● **Provided passage**
---*---

The Snowball Effect of the Common Law Snow and Ice Removal Immunity May Be About to Lose Momentum

By Jessica M. Anderson, Esq.

Our Legislature passed the New Jersey Tort Claims Act over forty years ago to replace and reestablish the common law rule immunizing public entities from liability for personal injury.  Although the common law doctrine of sovereign immunity was eroded to some extent by the Tort Claims Act, common law immunity for snow removal survived the enactment of our legislation.

Until roughly fifteen years ago, the majority of published cases applied the common law snow and ice removal immunity to municipalities.  However, in the 1999 Appellate decision Sykes v. Rutgers, 308 N.J. Super. 265 (App. Div. 1998), the Appellate Division held that Rutgers University was immune when a student slipped and fell on an accumulation of ice in the parking lot.  In 2001, the Sports and Exposition Authority was also found immune in the matter, O’Connell v. Sports & Exp. Auth., 337 N.J. Super. 122 (App. Div. 2001), certif. denied, 168 N.J. 293 (2001), where Plaintiff, who was attending a football game at Giants Stadium, fell on accumulated ice near the stadium seats and steps.  In 2006, UMDNJ was found immune in the unpublished decision, Smith v. University of Med. & Dentistry of N.J., 2006 N.J. Super. Unpub. LEXIS 755 (App. Div. January 9, 2006), where Plaintiff slipped and fell on refrozen ice piled next to the elevator entrance.

---*---

[A block of data]
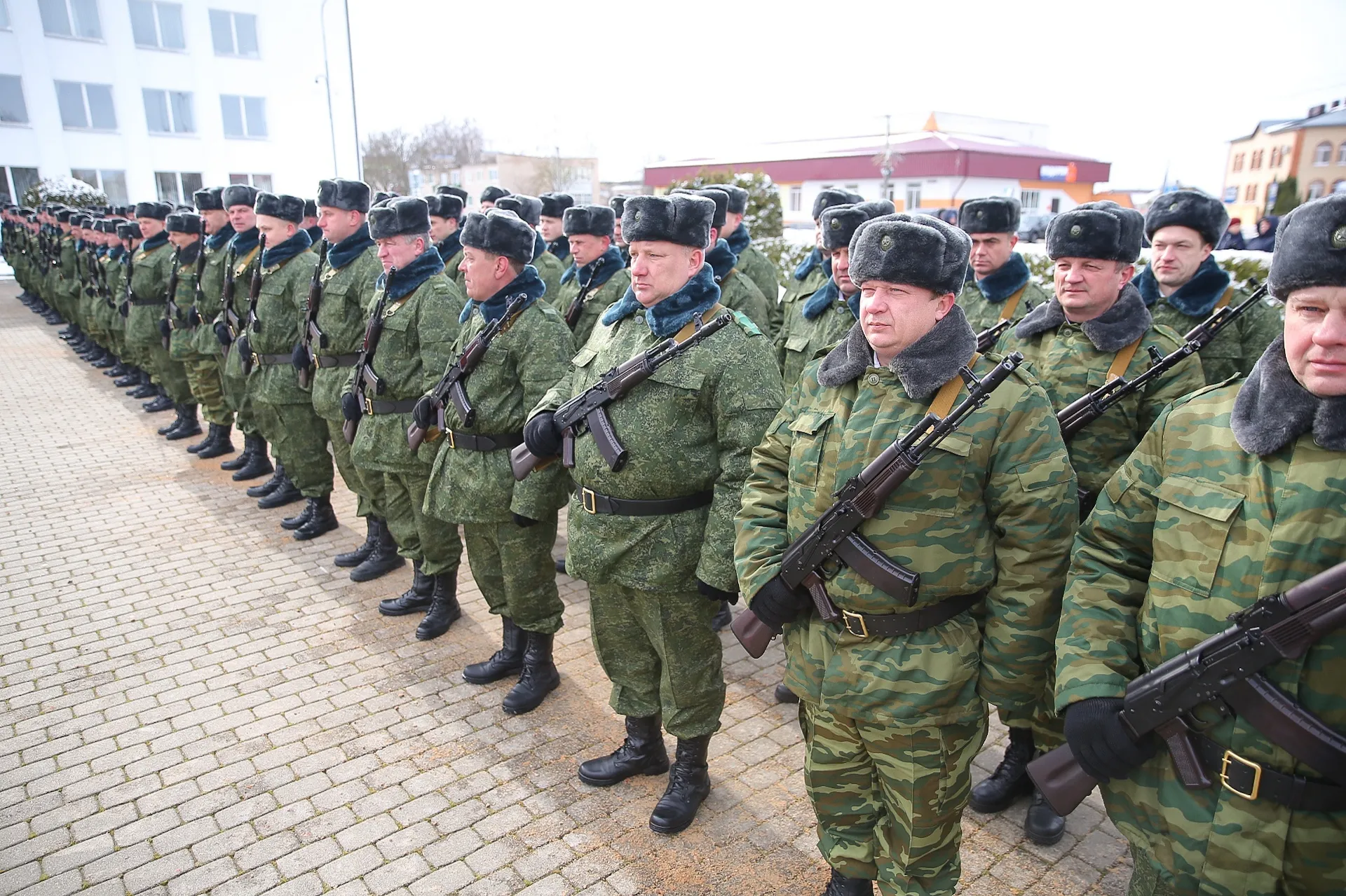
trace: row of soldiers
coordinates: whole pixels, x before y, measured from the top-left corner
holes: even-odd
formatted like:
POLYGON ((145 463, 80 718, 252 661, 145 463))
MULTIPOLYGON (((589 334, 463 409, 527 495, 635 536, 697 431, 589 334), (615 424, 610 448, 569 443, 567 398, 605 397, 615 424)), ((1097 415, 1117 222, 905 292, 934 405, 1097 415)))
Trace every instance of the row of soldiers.
MULTIPOLYGON (((462 195, 393 198, 366 221, 367 187, 323 182, 326 260, 304 252, 302 200, 249 206, 271 246, 304 245, 261 258, 258 299, 234 308, 241 327, 215 320, 223 369, 250 355, 245 396, 275 409, 257 416, 287 470, 327 456, 327 443, 336 456, 339 429, 353 437, 351 475, 339 456, 338 468, 369 507, 369 556, 415 564, 412 589, 381 612, 424 612, 419 636, 447 630, 466 541, 502 646, 463 674, 517 677, 506 710, 536 708, 559 683, 551 550, 567 506, 564 569, 590 584, 595 648, 626 720, 622 745, 579 776, 666 772, 657 831, 684 829, 709 792, 724 704, 711 623, 743 593, 785 635, 826 893, 871 881, 952 893, 969 802, 1001 811, 1030 798, 1028 835, 1058 841, 1063 819, 1024 767, 1061 743, 1108 782, 1133 892, 1341 887, 1329 831, 1346 799, 1327 771, 1232 717, 1205 735, 1318 802, 1306 810, 1291 784, 1260 803, 1228 787, 1191 794, 1152 745, 1128 751, 1116 708, 1127 681, 1219 631, 1224 613, 1342 560, 1346 199, 1285 218, 1273 297, 1260 301, 1210 257, 1225 211, 1197 191, 1145 217, 1113 203, 1059 215, 1051 293, 1014 252, 1012 199, 969 200, 952 227, 824 191, 817 248, 765 303, 738 262, 748 253, 720 257, 721 234, 744 230, 732 190, 631 196, 619 214, 567 199, 489 192, 493 209, 463 215, 462 195), (331 229, 342 215, 346 235, 331 229), (354 262, 332 256, 351 237, 380 266, 334 288, 354 262), (1154 249, 1137 276, 1143 237, 1154 249), (569 260, 555 293, 546 256, 569 260), (1225 323, 1187 354, 1179 332, 1209 319, 1225 323), (1155 366, 1163 357, 1182 359, 1155 366), (898 600, 864 565, 837 564, 829 616, 789 584, 789 546, 839 488, 1007 363, 1018 367, 856 529, 919 589, 898 600), (1063 410, 1132 381, 1144 386, 1063 433, 1063 410), (300 451, 306 394, 326 440, 312 425, 300 451), (528 472, 511 465, 520 456, 540 463, 528 472), (973 788, 988 704, 1010 747, 973 788)), ((1277 678, 1338 728, 1341 650, 1324 639, 1277 678)))

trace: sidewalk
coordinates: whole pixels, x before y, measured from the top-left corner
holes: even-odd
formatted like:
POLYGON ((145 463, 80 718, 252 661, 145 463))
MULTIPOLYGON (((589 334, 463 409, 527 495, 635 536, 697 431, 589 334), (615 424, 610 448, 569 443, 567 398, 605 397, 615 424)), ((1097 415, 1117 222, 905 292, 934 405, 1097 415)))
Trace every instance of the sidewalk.
MULTIPOLYGON (((499 627, 459 576, 464 616, 421 643, 378 615, 409 566, 354 584, 363 538, 295 542, 215 461, 166 443, 0 283, 0 896, 167 893, 820 893, 781 648, 725 632, 728 701, 696 823, 646 826, 666 780, 575 778, 622 739, 560 578, 561 687, 505 716, 509 682, 460 670, 499 627)), ((237 440, 236 440, 237 444, 237 440)), ((338 478, 339 483, 339 478, 338 478)), ((1000 756, 1004 729, 979 757, 1000 756)), ((1125 844, 1098 795, 1042 849, 1023 806, 964 818, 965 893, 1125 893, 1125 844)))

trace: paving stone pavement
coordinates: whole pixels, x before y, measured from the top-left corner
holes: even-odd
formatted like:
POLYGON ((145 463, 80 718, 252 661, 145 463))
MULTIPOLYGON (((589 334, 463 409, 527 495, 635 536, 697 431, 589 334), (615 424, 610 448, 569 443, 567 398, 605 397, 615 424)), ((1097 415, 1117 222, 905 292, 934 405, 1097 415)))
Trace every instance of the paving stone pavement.
MULTIPOLYGON (((661 838, 662 778, 575 778, 622 736, 583 583, 560 580, 560 690, 505 716, 509 682, 459 674, 499 636, 466 565, 464 618, 415 640, 374 609, 409 570, 354 584, 331 564, 362 538, 349 492, 341 530, 292 541, 287 511, 159 439, 164 416, 15 293, 0 284, 0 895, 821 892, 778 646, 754 661, 724 634, 713 790, 661 838)), ((993 722, 977 776, 1003 739, 993 722)), ((1125 892, 1097 794, 1046 849, 1023 811, 966 814, 961 892, 1125 892)))

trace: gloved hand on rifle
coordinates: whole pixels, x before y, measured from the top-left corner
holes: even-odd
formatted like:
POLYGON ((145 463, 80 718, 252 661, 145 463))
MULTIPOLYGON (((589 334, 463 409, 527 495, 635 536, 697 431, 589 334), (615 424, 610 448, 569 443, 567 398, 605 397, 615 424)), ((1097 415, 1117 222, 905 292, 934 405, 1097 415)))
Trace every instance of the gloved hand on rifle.
POLYGON ((1066 743, 1079 767, 1096 780, 1128 778, 1158 749, 1155 736, 1137 744, 1121 721, 1121 697, 1090 697, 1066 709, 1066 743))
POLYGON ((555 457, 561 453, 561 431, 556 428, 556 414, 544 410, 524 425, 524 444, 536 457, 555 457))

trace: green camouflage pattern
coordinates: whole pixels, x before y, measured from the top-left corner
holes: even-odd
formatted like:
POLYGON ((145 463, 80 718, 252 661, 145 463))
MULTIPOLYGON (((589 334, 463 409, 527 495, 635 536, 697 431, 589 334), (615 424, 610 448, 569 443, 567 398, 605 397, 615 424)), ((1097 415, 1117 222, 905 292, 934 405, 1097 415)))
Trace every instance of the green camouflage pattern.
MULTIPOLYGON (((472 313, 454 340, 454 357, 486 327, 478 308, 472 303, 472 313)), ((467 398, 476 421, 464 426, 454 402, 448 401, 444 425, 481 436, 521 435, 529 412, 569 371, 572 352, 571 331, 560 312, 544 300, 534 301, 509 330, 497 334, 476 370, 467 377, 467 398)), ((564 507, 569 496, 569 476, 560 464, 514 482, 507 449, 455 449, 443 436, 433 448, 437 453, 425 492, 425 513, 437 519, 503 523, 510 521, 511 513, 545 519, 564 507)), ((551 550, 551 544, 546 549, 551 550)), ((555 578, 555 566, 551 570, 555 578)))
MULTIPOLYGON (((744 280, 746 283, 746 280, 744 280)), ((662 342, 643 313, 599 323, 571 371, 540 402, 555 410, 604 373, 662 342)), ((612 472, 588 435, 575 441, 576 486, 614 498, 653 500, 713 490, 709 507, 661 517, 586 513, 569 505, 567 569, 592 584, 665 592, 701 581, 738 591, 734 514, 748 457, 782 402, 766 336, 747 318, 664 365, 608 406, 630 457, 612 472)), ((704 600, 704 599, 703 599, 704 600)), ((717 643, 717 642, 716 642, 717 643)))
MULTIPOLYGON (((1228 616, 1346 560, 1346 455, 1306 433, 1264 457, 1229 428, 1238 385, 1176 401, 1098 498, 1074 545, 1057 639, 1057 706, 1127 682, 1224 631, 1228 616)), ((1346 731, 1346 631, 1265 670, 1346 731)), ((1319 778, 1238 717, 1203 733, 1264 768, 1319 778)), ((1346 892, 1346 813, 1291 811, 1228 788, 1187 790, 1167 751, 1102 787, 1108 814, 1178 893, 1346 892)))
MULTIPOLYGON (((984 375, 996 361, 981 357, 973 371, 984 375)), ((832 506, 832 494, 930 406, 910 398, 888 367, 824 389, 818 363, 752 452, 735 549, 750 597, 778 574, 785 549, 832 506)), ((1031 708, 1046 689, 1074 494, 1055 414, 1020 367, 859 529, 921 573, 915 605, 989 588, 981 618, 964 612, 903 638, 863 639, 801 616, 785 628, 786 685, 849 718, 905 726, 972 722, 985 714, 983 701, 1031 708)), ((905 609, 848 568, 828 592, 841 609, 905 609)))

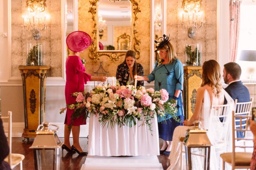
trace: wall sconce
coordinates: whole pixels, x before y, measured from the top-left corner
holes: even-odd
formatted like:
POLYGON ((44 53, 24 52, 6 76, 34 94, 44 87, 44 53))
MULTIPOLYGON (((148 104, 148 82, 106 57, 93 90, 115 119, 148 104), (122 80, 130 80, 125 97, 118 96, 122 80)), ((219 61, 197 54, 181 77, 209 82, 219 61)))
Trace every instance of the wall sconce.
POLYGON ((115 2, 115 1, 120 1, 121 0, 109 0, 110 2, 113 2, 114 1, 114 2, 115 2))
POLYGON ((102 17, 101 15, 99 15, 98 24, 99 35, 99 38, 101 39, 103 36, 103 31, 107 27, 107 24, 106 24, 106 20, 102 20, 102 17))
POLYGON ((155 8, 155 19, 154 23, 155 26, 155 31, 158 31, 161 30, 162 20, 161 6, 159 4, 156 6, 155 8))
POLYGON ((185 13, 182 14, 183 28, 188 28, 188 36, 194 38, 195 29, 203 25, 204 13, 201 11, 201 0, 183 0, 182 8, 185 13))
POLYGON ((32 32, 35 40, 40 39, 42 31, 48 28, 47 20, 49 15, 44 13, 46 0, 27 0, 26 7, 29 12, 28 16, 22 16, 23 29, 32 32))

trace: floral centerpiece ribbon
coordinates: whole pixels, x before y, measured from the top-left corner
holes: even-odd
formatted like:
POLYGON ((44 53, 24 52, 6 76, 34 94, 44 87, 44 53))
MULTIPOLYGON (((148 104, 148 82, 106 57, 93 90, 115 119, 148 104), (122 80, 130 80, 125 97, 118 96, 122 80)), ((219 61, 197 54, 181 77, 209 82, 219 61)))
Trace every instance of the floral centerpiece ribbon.
MULTIPOLYGON (((171 115, 175 121, 180 122, 176 116, 177 108, 176 101, 169 99, 169 93, 165 89, 154 91, 152 88, 146 89, 144 87, 137 89, 132 85, 126 86, 97 85, 90 92, 76 92, 76 102, 61 109, 63 113, 68 108, 74 109, 70 121, 84 115, 85 121, 90 114, 98 118, 103 126, 110 125, 126 125, 131 127, 136 124, 136 119, 143 119, 142 125, 147 125, 152 131, 150 120, 154 114, 165 116, 171 115)), ((71 126, 70 127, 71 128, 71 126)))

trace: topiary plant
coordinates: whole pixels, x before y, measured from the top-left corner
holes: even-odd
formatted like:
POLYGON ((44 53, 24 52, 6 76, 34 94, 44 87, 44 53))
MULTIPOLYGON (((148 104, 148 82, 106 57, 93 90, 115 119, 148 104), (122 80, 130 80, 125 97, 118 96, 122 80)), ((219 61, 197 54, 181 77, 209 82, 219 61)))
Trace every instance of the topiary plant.
POLYGON ((41 65, 41 60, 39 60, 38 63, 38 58, 41 58, 41 56, 40 56, 41 54, 41 49, 38 49, 38 45, 37 44, 34 45, 32 48, 30 48, 26 60, 27 65, 41 65), (38 55, 39 55, 39 57, 38 55), (34 64, 32 62, 34 62, 34 64))

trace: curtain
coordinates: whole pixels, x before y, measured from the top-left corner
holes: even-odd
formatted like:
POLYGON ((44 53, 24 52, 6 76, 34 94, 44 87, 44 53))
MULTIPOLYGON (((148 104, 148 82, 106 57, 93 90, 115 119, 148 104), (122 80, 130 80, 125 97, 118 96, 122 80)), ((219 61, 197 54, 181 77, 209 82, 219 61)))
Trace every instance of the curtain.
POLYGON ((235 62, 236 59, 241 3, 242 0, 230 0, 230 62, 235 62))

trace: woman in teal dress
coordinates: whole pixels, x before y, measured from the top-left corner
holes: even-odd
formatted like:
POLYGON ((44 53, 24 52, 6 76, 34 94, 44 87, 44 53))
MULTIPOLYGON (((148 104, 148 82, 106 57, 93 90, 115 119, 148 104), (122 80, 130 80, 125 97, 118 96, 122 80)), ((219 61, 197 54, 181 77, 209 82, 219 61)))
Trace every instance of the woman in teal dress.
POLYGON ((181 121, 180 122, 175 121, 168 114, 166 114, 165 118, 158 117, 159 137, 164 140, 160 153, 166 155, 170 154, 174 129, 178 126, 182 125, 183 119, 182 93, 183 82, 183 65, 177 58, 173 46, 169 38, 163 35, 163 37, 160 38, 163 39, 162 41, 155 41, 157 48, 155 52, 159 51, 160 59, 156 62, 155 67, 151 74, 148 76, 137 77, 138 80, 147 81, 149 82, 154 80, 155 90, 165 89, 169 93, 169 99, 176 101, 176 107, 178 109, 176 116, 181 121))

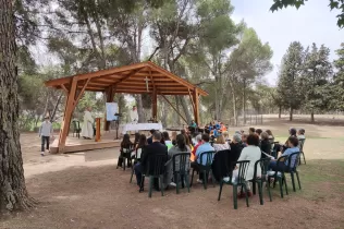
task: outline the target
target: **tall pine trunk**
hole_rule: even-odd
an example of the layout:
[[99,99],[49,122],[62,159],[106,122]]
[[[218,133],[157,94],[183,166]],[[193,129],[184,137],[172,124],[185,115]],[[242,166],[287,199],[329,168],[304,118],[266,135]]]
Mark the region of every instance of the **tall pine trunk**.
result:
[[27,209],[19,132],[16,46],[12,0],[0,0],[0,212]]

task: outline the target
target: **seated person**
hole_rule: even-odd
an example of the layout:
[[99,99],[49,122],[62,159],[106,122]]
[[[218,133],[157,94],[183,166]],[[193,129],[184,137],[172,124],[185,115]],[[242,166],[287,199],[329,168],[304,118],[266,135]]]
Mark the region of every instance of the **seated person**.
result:
[[233,162],[236,162],[238,157],[242,154],[242,150],[244,148],[243,143],[242,143],[242,135],[239,134],[234,134],[233,140],[230,144],[231,147],[231,155],[229,157],[229,166],[231,166]]
[[220,123],[220,122],[217,122],[216,129],[217,129],[217,130],[220,130],[220,129],[221,129],[221,123]]
[[156,130],[151,129],[149,132],[150,132],[150,137],[147,138],[148,145],[150,145],[152,143],[152,134],[156,132]]
[[169,132],[167,131],[162,132],[162,137],[164,140],[164,145],[168,146],[168,149],[170,150],[173,144],[172,144],[172,141],[170,140]]
[[260,141],[260,149],[262,153],[265,154],[261,154],[261,158],[266,158],[267,155],[270,155],[271,154],[271,143],[269,141],[269,134],[267,132],[262,132],[260,134],[261,136],[261,141]]
[[256,134],[259,136],[260,138],[260,134],[262,133],[262,130],[261,129],[256,129]]
[[306,140],[305,130],[304,130],[304,129],[299,129],[299,130],[297,131],[297,138],[298,138],[298,140]]
[[[200,154],[205,152],[214,152],[213,147],[209,143],[210,137],[208,134],[201,135],[201,145],[198,146],[195,155],[195,161],[192,162],[192,168],[199,171],[199,164],[200,164]],[[202,155],[201,162],[204,166],[207,165],[207,156]],[[199,172],[199,179],[197,179],[197,182],[202,183],[202,172]]]
[[273,134],[272,134],[272,131],[267,130],[266,132],[269,134],[269,141],[270,141],[270,143],[273,144],[273,142],[274,142],[274,136],[273,136]]
[[[251,180],[254,178],[255,164],[257,160],[260,160],[260,157],[261,157],[261,152],[259,148],[259,136],[257,134],[249,134],[247,136],[247,144],[248,144],[248,146],[242,150],[242,154],[241,154],[239,158],[237,159],[237,161],[249,160],[245,184],[246,184],[246,189],[248,190],[247,191],[248,196],[251,196],[253,193],[250,192],[249,180]],[[237,176],[238,176],[238,169],[235,169],[233,171],[232,179],[236,180]],[[257,177],[260,177],[260,176],[261,176],[261,168],[260,168],[260,166],[258,166]],[[238,188],[238,189],[241,189],[241,188]],[[238,197],[245,197],[245,193],[239,192]]]
[[[290,136],[290,138],[287,140],[287,145],[288,145],[288,148],[285,149],[285,152],[279,157],[288,156],[293,153],[299,152],[299,148],[297,147],[297,145],[298,145],[297,137]],[[291,167],[294,167],[296,159],[297,159],[297,156],[294,155],[294,157],[291,160],[291,164],[292,164]],[[275,170],[277,171],[287,171],[288,170],[288,160],[286,159],[285,161],[281,161],[279,165],[277,164],[277,159],[271,160],[269,168],[274,170],[274,171]]]
[[242,145],[243,145],[243,147],[246,147],[247,146],[247,134],[243,134],[242,135]]
[[[168,162],[168,166],[167,166],[167,174],[165,174],[165,181],[164,181],[164,184],[165,186],[171,184],[172,186],[175,186],[175,183],[176,181],[173,180],[172,182],[172,179],[173,178],[173,161],[172,161],[172,158],[173,158],[173,155],[175,154],[181,154],[181,153],[191,153],[191,148],[186,145],[186,141],[185,141],[185,136],[183,134],[179,134],[176,136],[176,145],[174,145],[170,150],[169,150],[169,162]],[[176,171],[179,171],[180,169],[180,157],[176,157],[175,158],[175,169]],[[189,169],[189,159],[187,159],[186,161],[186,165],[185,165],[185,171],[188,171]]]
[[200,134],[198,134],[198,135],[196,136],[196,142],[197,142],[197,143],[196,143],[196,145],[195,145],[195,147],[194,147],[194,150],[192,152],[194,156],[196,155],[196,150],[197,150],[198,146],[201,145],[201,135],[200,135]]
[[[126,155],[127,158],[132,157],[131,153],[132,153],[132,148],[133,148],[134,144],[131,142],[131,136],[128,134],[124,134],[123,140],[121,142],[121,148],[120,148],[120,156],[119,156],[119,160],[118,160],[118,167],[122,167],[123,166],[123,157]],[[132,166],[132,161],[128,159],[127,160],[127,167]]]
[[[152,133],[152,143],[144,147],[140,162],[136,164],[134,167],[138,186],[140,186],[143,173],[147,171],[148,160],[155,155],[165,154],[168,156],[168,146],[160,143],[161,138],[162,136],[159,131]],[[164,166],[165,161],[161,161],[161,164]],[[149,172],[152,172],[155,169],[153,166],[150,166]],[[155,179],[155,188],[156,190],[159,190],[158,179]]]
[[196,124],[196,122],[193,120],[192,123],[189,124],[189,126],[196,129],[196,128],[197,128],[197,124]]
[[223,132],[226,132],[226,126],[225,126],[223,123],[221,123],[220,131],[221,131],[222,133],[223,133]]
[[217,138],[217,142],[213,144],[213,148],[216,152],[230,149],[230,145],[225,142],[224,136],[220,135]]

---*---

● **What you need to do**
A - Output the lines of the records word for word, beginning at the very start of the records and stopping after the line that contains "Trace every instance of the row of soldiers.". Leave the pictures out of your answer.
B - Pick up the article on New Jersey's snow and ice removal immunity right after its last sentence and keep writing it.

● **Expected answers**
A -
trace: row of soldiers
coordinates: whole pixels, x before y, measured from the top-left corner
holes: even-odd
formatted like:
POLYGON ((145 463, 80 718, 252 661, 145 463))
MULTIPOLYGON (((589 334, 463 409, 527 495, 635 536, 697 431, 589 334), (615 424, 610 448, 569 443, 567 398, 605 397, 615 424)), ((1097 415, 1117 222, 905 292, 934 405, 1097 415)))
Trace every instance of the row of soldiers.

B -
In the recent unpublished Appellate decision, Stair v. New Jersey Transit Inc., 2015 N.J. Super. Unpub. LEXIS 950 (App. Div. April 24, 2015), in which I successfully represented Defendant, the Appellate Division against extended the common law snow and ice removal immunity by applying it to New Jersey Transit.  In this case, Plaintiff claimed he was injured when he slipped and fell on black ice while walking on the Woodbridge train station platform.  Of significant note were the Appellate Division’s comments emphasizing the importance of the immunity in light of the multitude of claims that could be filed after every snowstorm, the substantial cost of defending such claims, and the obvious risk an individual takes when traveling in winter weather conditions.

Although the common law snow and ice removal immunity has continued to grow in strength over the past forty years, the recent concurring decision by the Honorable Jack Sabatino in Rajohn Mann v. New Jersey Transit Corporation, 2015 N.J. Super. Unpub. LEXIS 2804 (App. Div. December 4, 2015), invites the Supreme Court to reconsider the immunity.  Judge Sabatino discusses at length how absolute immunity might be sufficiently anachronistic in light of the additional safeguards provided by the Tort Claims Act.  He also notes that some other states, such as New York, do not confer absolute immunity upon public entities for negligent snow or ice removal.